— start —
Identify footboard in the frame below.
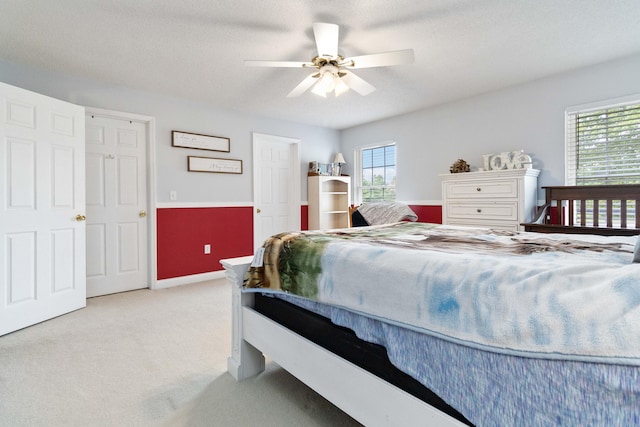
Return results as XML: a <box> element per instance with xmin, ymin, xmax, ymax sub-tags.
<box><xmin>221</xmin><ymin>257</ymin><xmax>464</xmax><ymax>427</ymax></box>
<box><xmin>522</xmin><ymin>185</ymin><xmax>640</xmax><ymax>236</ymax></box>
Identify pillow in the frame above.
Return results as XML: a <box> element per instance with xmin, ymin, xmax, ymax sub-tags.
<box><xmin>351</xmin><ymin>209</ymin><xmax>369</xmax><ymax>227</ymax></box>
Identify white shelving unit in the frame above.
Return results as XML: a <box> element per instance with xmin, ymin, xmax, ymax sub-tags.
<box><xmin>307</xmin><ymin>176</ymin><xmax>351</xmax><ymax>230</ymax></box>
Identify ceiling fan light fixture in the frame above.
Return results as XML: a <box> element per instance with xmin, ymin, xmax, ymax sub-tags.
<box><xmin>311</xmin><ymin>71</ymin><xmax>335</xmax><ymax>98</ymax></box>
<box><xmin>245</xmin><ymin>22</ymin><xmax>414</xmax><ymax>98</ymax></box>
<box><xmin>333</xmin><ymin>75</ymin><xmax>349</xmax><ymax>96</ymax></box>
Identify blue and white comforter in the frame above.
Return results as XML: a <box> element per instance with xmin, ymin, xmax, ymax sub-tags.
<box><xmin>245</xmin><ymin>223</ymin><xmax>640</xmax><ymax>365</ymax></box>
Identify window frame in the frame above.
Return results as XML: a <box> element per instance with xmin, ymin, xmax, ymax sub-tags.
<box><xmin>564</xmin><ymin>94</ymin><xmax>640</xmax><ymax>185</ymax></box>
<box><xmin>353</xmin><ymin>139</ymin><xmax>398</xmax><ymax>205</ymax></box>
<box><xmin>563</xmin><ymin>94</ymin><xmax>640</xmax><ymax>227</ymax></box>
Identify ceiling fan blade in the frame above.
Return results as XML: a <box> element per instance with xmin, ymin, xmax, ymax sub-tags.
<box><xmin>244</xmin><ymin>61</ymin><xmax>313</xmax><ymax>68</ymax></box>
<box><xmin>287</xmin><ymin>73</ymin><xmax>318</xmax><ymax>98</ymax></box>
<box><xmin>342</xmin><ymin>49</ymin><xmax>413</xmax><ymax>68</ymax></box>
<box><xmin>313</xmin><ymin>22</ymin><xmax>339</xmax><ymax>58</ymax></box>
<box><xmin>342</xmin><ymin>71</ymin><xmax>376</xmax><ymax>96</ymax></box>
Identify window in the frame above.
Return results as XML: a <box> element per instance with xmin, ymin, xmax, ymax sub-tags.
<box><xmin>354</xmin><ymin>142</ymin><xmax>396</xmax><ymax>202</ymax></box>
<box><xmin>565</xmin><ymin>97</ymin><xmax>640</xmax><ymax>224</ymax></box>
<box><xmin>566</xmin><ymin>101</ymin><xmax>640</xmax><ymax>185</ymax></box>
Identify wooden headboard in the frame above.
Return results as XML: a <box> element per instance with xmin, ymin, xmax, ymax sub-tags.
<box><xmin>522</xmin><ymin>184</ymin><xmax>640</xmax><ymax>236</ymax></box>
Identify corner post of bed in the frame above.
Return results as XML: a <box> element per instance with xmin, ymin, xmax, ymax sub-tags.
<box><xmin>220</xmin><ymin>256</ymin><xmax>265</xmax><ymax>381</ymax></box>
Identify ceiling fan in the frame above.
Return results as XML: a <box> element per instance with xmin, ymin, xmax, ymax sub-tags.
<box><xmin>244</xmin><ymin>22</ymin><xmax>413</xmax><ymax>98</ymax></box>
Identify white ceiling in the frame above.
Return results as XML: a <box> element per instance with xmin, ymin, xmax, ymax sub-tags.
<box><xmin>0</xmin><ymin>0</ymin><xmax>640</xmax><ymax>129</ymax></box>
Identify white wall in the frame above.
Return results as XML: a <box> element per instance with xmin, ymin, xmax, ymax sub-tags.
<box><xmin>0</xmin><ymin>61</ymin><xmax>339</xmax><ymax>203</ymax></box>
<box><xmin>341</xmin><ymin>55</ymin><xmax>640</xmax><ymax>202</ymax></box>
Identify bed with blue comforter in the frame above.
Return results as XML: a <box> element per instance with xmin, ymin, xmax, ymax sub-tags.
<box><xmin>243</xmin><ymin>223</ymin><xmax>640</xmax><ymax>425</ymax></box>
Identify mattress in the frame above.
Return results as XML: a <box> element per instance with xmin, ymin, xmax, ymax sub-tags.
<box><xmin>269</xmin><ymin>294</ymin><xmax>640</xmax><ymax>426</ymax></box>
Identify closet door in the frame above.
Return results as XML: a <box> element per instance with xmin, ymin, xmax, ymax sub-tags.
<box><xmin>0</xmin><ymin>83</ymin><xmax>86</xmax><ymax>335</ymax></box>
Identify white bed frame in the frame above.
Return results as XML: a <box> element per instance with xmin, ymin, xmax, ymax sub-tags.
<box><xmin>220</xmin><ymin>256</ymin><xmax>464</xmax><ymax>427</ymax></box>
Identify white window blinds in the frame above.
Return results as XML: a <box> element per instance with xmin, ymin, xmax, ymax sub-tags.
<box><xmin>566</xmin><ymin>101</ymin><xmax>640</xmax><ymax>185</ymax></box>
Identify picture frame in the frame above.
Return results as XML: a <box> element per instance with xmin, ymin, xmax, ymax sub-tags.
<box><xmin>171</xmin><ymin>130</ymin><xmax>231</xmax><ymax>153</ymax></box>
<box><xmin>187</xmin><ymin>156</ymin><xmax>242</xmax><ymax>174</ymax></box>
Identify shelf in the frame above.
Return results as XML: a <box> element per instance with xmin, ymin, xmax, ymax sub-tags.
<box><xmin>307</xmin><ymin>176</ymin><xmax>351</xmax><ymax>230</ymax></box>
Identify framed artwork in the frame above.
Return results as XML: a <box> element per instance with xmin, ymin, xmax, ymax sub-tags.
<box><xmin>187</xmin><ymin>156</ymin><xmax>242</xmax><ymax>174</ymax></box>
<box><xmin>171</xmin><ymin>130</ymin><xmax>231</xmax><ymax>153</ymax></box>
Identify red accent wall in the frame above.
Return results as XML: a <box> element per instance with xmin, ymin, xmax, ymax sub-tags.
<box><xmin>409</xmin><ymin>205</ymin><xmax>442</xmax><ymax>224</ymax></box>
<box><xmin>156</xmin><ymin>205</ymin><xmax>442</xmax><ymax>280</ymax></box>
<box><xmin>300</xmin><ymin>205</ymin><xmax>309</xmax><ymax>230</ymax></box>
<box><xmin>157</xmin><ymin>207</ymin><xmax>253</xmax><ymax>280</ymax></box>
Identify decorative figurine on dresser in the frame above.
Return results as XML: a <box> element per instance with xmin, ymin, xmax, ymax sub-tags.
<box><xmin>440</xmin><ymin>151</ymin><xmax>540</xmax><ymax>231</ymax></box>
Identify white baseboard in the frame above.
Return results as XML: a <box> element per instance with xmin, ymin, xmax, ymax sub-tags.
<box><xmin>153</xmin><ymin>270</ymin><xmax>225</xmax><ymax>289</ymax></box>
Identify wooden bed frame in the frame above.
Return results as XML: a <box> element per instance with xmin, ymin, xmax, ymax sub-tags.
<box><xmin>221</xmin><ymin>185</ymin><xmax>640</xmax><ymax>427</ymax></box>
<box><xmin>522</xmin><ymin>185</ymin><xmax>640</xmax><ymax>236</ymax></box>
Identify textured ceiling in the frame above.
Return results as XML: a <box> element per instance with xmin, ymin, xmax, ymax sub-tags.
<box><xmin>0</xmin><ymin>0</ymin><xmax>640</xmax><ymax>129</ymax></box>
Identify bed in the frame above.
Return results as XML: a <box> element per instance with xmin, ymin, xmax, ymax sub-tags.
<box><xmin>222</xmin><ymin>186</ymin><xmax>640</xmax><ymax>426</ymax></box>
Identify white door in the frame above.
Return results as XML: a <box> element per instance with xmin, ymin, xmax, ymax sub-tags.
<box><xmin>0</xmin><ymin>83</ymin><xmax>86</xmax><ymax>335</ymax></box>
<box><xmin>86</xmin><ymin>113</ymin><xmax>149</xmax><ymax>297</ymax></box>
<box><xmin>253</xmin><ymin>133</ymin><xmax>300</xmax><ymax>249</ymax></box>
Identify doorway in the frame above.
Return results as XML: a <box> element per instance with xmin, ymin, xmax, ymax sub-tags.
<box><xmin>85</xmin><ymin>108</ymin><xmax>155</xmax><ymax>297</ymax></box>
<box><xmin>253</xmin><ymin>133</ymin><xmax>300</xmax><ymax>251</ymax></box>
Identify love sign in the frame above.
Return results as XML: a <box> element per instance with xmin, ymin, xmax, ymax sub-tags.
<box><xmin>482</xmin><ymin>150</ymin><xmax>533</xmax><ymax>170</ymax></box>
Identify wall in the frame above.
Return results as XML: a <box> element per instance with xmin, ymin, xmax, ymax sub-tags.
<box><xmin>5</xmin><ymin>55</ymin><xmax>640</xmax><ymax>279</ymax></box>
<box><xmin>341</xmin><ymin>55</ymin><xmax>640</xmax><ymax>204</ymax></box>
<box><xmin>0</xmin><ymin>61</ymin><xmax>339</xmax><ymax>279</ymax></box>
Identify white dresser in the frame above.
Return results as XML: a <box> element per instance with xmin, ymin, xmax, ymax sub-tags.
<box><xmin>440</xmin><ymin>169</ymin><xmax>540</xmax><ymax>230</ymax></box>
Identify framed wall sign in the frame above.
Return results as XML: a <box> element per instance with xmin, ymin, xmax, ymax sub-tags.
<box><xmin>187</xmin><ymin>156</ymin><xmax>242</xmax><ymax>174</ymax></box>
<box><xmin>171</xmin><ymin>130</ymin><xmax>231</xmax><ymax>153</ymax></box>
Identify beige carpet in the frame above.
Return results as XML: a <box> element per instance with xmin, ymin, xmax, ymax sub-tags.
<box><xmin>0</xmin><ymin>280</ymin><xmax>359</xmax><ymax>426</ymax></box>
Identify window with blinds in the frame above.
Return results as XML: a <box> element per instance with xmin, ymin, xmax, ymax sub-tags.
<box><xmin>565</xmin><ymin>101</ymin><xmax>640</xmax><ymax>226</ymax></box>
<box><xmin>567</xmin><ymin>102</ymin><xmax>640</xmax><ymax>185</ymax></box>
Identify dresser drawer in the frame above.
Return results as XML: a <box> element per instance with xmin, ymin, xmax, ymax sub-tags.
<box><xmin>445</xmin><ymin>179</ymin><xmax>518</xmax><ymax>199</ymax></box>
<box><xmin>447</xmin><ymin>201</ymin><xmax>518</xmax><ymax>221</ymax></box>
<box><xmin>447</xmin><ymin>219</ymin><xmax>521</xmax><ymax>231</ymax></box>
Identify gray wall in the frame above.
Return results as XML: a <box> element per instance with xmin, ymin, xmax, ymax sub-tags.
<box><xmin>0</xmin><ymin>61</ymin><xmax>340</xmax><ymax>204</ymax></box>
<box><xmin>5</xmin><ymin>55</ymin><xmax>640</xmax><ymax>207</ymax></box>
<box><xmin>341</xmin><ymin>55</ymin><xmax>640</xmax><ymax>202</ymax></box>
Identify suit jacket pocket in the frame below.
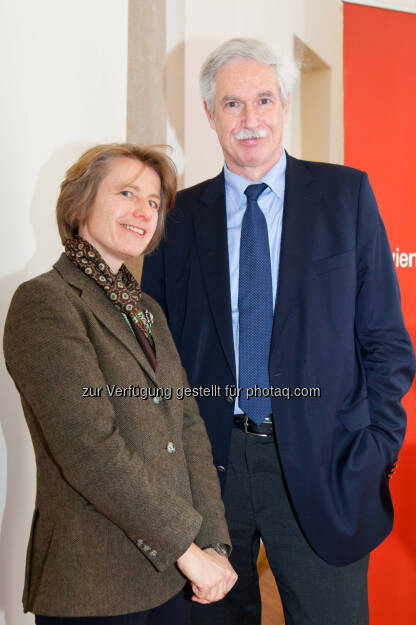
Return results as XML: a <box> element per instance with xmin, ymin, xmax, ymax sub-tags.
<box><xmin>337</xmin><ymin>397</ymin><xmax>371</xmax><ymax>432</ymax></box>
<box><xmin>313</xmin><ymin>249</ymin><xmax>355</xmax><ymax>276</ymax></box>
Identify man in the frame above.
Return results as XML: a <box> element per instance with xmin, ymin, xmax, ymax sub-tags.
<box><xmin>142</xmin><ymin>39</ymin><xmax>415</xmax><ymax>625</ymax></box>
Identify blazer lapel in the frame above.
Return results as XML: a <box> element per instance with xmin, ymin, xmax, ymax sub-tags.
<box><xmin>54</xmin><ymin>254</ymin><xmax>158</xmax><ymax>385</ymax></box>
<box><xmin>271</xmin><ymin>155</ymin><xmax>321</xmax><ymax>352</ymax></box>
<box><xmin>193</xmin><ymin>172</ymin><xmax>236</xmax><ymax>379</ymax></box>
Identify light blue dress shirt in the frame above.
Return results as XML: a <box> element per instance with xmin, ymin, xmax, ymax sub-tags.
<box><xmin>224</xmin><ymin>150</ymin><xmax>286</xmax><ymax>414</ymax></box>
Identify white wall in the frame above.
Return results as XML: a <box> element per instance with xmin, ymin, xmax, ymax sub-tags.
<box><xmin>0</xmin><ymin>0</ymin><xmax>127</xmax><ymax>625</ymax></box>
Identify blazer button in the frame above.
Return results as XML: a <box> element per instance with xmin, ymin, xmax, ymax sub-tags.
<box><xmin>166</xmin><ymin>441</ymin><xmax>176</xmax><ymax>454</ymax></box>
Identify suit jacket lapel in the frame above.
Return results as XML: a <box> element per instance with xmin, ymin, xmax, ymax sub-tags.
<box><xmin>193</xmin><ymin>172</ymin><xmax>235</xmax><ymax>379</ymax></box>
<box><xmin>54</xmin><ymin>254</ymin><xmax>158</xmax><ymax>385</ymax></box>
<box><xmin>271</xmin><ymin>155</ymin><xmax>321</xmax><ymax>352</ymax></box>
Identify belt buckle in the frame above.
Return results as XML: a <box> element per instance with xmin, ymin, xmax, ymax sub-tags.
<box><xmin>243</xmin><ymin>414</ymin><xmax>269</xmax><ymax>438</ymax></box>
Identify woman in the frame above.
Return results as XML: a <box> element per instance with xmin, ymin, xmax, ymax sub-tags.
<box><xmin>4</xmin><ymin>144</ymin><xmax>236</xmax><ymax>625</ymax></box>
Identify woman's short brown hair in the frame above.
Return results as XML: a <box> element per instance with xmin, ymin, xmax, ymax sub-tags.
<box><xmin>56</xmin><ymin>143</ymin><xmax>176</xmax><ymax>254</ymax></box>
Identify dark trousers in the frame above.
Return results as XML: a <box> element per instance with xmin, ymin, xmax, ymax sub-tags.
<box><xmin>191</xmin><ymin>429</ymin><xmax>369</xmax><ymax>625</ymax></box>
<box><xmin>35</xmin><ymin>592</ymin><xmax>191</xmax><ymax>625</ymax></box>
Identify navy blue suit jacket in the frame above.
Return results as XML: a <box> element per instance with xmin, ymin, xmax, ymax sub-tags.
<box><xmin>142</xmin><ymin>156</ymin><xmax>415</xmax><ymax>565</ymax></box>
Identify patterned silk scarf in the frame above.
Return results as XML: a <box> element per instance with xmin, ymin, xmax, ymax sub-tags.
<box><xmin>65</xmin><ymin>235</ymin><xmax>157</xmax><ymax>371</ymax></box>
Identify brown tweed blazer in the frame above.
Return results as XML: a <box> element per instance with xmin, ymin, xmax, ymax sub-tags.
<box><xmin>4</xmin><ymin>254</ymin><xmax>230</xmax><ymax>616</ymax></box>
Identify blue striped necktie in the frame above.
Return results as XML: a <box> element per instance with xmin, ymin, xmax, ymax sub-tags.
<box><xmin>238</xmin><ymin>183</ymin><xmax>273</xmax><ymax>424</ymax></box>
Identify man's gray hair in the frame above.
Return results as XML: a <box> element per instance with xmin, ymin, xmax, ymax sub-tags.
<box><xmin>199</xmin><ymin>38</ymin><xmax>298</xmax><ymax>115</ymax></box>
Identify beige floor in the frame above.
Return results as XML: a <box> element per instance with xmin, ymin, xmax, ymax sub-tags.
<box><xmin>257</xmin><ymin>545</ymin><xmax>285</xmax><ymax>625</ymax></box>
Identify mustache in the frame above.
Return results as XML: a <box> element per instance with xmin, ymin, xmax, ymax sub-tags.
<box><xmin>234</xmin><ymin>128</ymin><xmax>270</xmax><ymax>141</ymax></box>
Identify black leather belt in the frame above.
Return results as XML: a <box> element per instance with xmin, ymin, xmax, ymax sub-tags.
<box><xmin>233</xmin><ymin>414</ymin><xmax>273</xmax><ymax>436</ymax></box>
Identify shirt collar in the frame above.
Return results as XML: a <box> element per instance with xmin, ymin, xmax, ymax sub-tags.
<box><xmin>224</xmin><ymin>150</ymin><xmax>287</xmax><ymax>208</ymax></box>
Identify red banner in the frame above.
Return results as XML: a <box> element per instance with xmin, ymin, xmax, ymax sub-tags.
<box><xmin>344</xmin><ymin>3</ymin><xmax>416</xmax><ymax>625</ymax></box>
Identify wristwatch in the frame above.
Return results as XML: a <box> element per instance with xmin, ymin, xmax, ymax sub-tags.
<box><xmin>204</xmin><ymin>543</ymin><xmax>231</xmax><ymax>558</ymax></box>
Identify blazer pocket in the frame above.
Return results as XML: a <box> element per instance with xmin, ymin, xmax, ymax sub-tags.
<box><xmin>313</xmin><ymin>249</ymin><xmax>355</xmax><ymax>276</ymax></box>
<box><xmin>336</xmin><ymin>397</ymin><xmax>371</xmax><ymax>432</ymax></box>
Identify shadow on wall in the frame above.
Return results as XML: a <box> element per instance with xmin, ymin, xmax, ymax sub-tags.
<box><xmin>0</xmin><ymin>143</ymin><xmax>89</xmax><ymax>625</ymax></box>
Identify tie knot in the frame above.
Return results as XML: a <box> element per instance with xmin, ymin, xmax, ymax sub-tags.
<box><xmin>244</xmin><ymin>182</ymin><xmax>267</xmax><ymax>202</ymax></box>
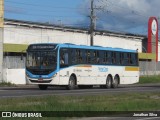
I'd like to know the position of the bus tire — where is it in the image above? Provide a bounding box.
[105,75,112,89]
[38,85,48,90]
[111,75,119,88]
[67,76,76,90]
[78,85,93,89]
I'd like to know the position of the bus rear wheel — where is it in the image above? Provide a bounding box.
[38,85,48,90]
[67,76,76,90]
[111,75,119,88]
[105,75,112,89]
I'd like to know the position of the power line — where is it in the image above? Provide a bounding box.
— end —
**What the exercise asks**:
Rewrite the rows from the line with "Identify red banner in the frame above." through the last row, requests included, and add 28 to every bounding box coordinate in the answers. Leave the pictures out.

**Exercise solution**:
Identify red banner in the frame above.
Return results as XML: a <box> element per instance with xmin, ymin, xmax, ymax sub-tags.
<box><xmin>372</xmin><ymin>31</ymin><xmax>444</xmax><ymax>653</ymax></box>
Identify wristwatch in the frame above.
Return results as XML: a <box> element per instance with xmin, ymin, xmax, ymax sub-tags.
<box><xmin>232</xmin><ymin>571</ymin><xmax>259</xmax><ymax>586</ymax></box>
Identify blazer pocket in the frame above.
Return results as XML: a <box> element per instance with xmin, ymin, xmax, ymax sub-tags.
<box><xmin>341</xmin><ymin>277</ymin><xmax>383</xmax><ymax>304</ymax></box>
<box><xmin>364</xmin><ymin>425</ymin><xmax>399</xmax><ymax>460</ymax></box>
Identify shadow on wall in the frame above.
Return results as XML: a <box> element per instance with xmin, ymin, xmax, ymax sub-tags.
<box><xmin>28</xmin><ymin>171</ymin><xmax>117</xmax><ymax>653</ymax></box>
Identify tie knot in the frame above.
Return results as XML: a <box> element per instance with xmin, ymin, xmax, ymax sub-tags.
<box><xmin>272</xmin><ymin>210</ymin><xmax>295</xmax><ymax>230</ymax></box>
I'd like to know the position of the bus tire — where is it in the image above? Provide a bounding box.
[133,103,140,117]
[66,113,76,118]
[139,103,147,116]
[95,104,104,118]
[106,113,121,117]
I'd like to know the position of the bus rear wheel — where is it in the image above? Provide a bounding box.
[66,113,76,118]
[95,104,104,118]
[139,103,147,116]
[133,103,140,117]
I'd like to know the position of the power line — where is it in the image above? Provide a bounding box.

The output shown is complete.